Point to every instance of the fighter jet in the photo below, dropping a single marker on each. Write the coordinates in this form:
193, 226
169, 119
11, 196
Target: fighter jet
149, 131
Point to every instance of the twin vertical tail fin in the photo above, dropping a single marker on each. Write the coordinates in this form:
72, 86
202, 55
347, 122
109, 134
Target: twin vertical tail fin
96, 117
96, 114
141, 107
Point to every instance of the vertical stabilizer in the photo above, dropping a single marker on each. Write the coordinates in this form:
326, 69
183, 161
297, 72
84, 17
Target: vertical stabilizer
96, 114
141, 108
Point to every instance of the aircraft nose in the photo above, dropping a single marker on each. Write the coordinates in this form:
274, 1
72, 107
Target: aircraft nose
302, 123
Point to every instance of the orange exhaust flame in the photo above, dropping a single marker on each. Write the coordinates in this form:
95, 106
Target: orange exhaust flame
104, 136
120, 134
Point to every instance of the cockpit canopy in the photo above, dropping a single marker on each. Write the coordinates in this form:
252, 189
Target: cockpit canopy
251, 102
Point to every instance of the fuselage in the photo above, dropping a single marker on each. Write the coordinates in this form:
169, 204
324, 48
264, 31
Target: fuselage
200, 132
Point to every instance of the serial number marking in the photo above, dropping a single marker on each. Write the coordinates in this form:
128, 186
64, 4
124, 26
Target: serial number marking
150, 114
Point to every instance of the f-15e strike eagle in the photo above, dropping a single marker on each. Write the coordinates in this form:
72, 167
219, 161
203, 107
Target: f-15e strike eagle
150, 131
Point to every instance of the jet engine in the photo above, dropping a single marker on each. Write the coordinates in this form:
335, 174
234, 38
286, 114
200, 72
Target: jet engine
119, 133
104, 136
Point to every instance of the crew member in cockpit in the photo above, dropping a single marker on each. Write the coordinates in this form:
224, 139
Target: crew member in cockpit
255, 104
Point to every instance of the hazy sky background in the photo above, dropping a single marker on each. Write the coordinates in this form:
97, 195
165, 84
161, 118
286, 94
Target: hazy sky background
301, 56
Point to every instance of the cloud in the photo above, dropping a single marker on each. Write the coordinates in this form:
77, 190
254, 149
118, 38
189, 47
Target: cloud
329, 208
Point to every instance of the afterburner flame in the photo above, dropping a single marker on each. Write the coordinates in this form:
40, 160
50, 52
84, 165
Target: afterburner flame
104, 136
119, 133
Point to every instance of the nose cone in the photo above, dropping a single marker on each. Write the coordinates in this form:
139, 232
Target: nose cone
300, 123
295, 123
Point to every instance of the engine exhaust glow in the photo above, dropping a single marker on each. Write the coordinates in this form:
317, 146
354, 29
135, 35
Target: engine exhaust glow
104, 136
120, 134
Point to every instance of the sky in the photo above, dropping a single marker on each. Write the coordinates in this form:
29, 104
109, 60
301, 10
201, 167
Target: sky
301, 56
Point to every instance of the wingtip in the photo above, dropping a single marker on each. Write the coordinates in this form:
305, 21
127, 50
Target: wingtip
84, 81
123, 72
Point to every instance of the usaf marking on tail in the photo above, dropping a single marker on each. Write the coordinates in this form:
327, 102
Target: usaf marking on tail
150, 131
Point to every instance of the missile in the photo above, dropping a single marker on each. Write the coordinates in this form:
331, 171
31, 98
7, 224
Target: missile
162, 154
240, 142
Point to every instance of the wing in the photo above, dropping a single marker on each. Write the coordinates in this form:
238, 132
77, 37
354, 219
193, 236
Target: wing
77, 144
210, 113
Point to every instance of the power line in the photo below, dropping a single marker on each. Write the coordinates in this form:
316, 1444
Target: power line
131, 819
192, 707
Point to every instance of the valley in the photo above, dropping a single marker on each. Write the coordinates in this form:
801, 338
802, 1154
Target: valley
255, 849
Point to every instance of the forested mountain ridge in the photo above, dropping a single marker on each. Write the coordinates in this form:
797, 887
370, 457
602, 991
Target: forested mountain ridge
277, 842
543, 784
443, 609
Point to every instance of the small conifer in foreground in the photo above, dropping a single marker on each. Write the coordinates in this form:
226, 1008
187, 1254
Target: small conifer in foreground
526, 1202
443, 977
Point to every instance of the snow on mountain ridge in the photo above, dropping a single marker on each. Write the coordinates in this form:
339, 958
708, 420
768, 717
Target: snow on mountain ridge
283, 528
################
STATED GOAL - Could you quote, exactly as they appear, the line containing "Point to every instance of the missile" and every line after it to the end of the records above?

ANSWER TO THE PROBLEM -
Point to every instance of the missile in the photo above, dropping a single marker on each. Write the coordinates in this form:
331, 171
31, 98
7, 224
Target: missile
162, 154
240, 142
Point to every instance of the wing in the photo above, dropping a single marker on each. Write the coordinates in this form:
238, 132
77, 37
354, 219
193, 236
Target: wing
77, 144
210, 113
Point to every instance of the power line in the photo below, dropping a single marker on each. Write the coordinates in this form:
316, 1444
Target: power line
131, 819
192, 707
Point to every instance of the valley in the photo above, dropping a single marker on each. Write the coordinates in this form:
801, 338
802, 1154
Target: valley
255, 849
Point to every instance of the forested mountain ridge in the photo above, dropping a single marker on each. Write the coordinates in this form:
797, 887
370, 457
602, 991
Target: forested mountain ridge
277, 842
543, 784
443, 609
Point to every instance of the small conifer in foreground in the photo above, dropping a single marker on each. Write the coordinates in this form:
226, 1008
187, 1254
Target: small conifer in foreground
526, 1202
443, 977
Point to every instance of the snow on mountain ridge in the photo above, dropping a single marker on each. Write the coordinates in this form:
339, 958
708, 420
768, 717
Target: snow on mountain ridge
283, 528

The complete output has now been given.